In his testimony before a House of Representatives subcommittee, Chief Counsel for the HHS-OIG Lewis Morris expressed the Federal Government’s frustration with repeat offenders and indicated a new strategy for fighting fraud and abuse among health care enterprises:
“We are concerned that the providers that engage in health care fraud may consider civil penalties and criminal fines a cost of doing business. . . . One way to address this problem is to attempt to alter the cost-benefit calculus of the corporate executives who run these companies. By excluding the individuals who are responsible for the fraud, either directly or because of their positions of responsibility in the company that engaged in fraud, we can influence corporate behavior without putting patient access to care at risk.
HHS, the Justice Department, and the Food and Drug Administration have been independently shifting their target to individual executives in health care fraud investigations and prosecutions. Executives at drug companies, medical device companies, nursing homes, and other health care groups now have more to worry about than the hefty fines their companies are forced to pay; these executives could face criminal charges even if they were not involved in the scheme and exclusion from the Federal programs.

— Data listing —

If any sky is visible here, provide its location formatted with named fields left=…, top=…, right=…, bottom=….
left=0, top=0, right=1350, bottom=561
* * *
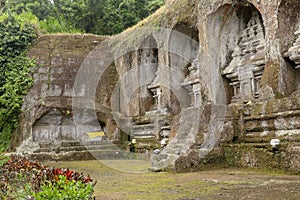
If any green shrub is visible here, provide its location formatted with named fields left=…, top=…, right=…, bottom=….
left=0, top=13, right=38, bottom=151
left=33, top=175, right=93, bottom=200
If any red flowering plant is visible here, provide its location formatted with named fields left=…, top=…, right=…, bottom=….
---
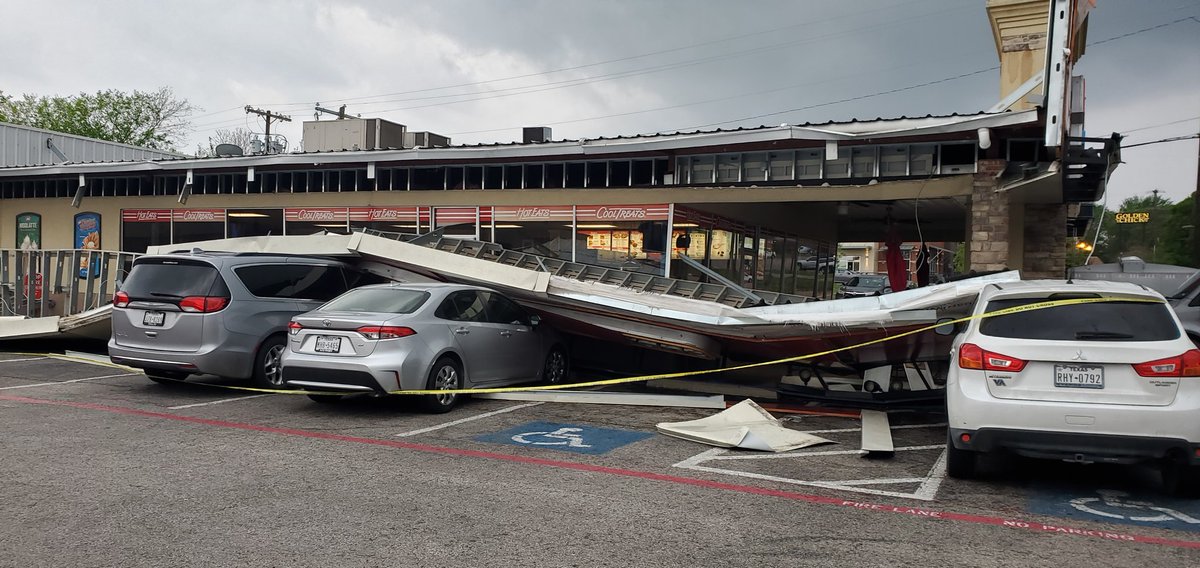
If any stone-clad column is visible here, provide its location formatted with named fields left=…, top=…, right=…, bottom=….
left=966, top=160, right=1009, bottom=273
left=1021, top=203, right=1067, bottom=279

— Parts of the exercise —
[a] Repeat the passage on health care fraud from "In his testimony" up to and including "care at risk.".
[b] In the passage on health care fraud, what position did Lewis Morris hold?
[c] Go on with the passage on health care fraud, starting after its last sentence.
The items play no part in this work.

— Task results —
[a]
In his testimony before a House of Representatives subcommittee, Chief Counsel for the HHS-OIG Lewis Morris expressed the Federal Government’s frustration with repeat offenders and indicated a new strategy for fighting fraud and abuse among health care enterprises:
“We are concerned that the providers that engage in health care fraud may consider civil penalties and criminal fines a cost of doing business. . . . One way to address this problem is to attempt to alter the cost-benefit calculus of the corporate executives who run these companies. By excluding the individuals who are responsible for the fraud, either directly or because of their positions of responsibility in the company that engaged in fraud, we can influence corporate behavior without putting patient access to care at risk.

[b] Chief Counsel for the HHS-OIG

[c]
Morris continued, saying that “when there is evidence that an executive knew or should have known of the underlying misconduct of the organization, OIG will operate with a presumption in favor of exclusion of that executive.” To be sure, exclusion from the federal programs is a career ender, as the enterprise would no longer be able to bill the federal programs with the excluded executive at the helm. The authority the OIG points to for this power is under section 1128(b) of the Social Security Act, which allows OIG to hold responsible individuals accountable for the misconduct of their organization. It is only recently, however, that OIG has been focusing on using this power on the top executives of these organizations. It used to be that only executives who had been charged and entered pleas were excluded. Last year, however, the inspector general excluded the owner/executive of drug manufacturer Ethex Corporation even though the Justice Department did not charge him.
But this theory was recently tested and HHS retreated. Howard Solomon, chief executive of drug company Forest Laboratories, received notice from HHS-OIG that he would be excluded from the Federal programs. Solomon received the letter because a Forest subsidiary pleaded guilty to marketing violations in 2010 and agreed to a $313 million settlement, but Solomon was not personally charged and there was never any alleged wrongdoing on his part. According to a press release from Forest, the “only basis given in the letter notifying Mr. Solomon of the potential action is that he is ‘associated with’ Forest.” Ultimately, after protest from the business community, HHS retreated from its exclusion letter.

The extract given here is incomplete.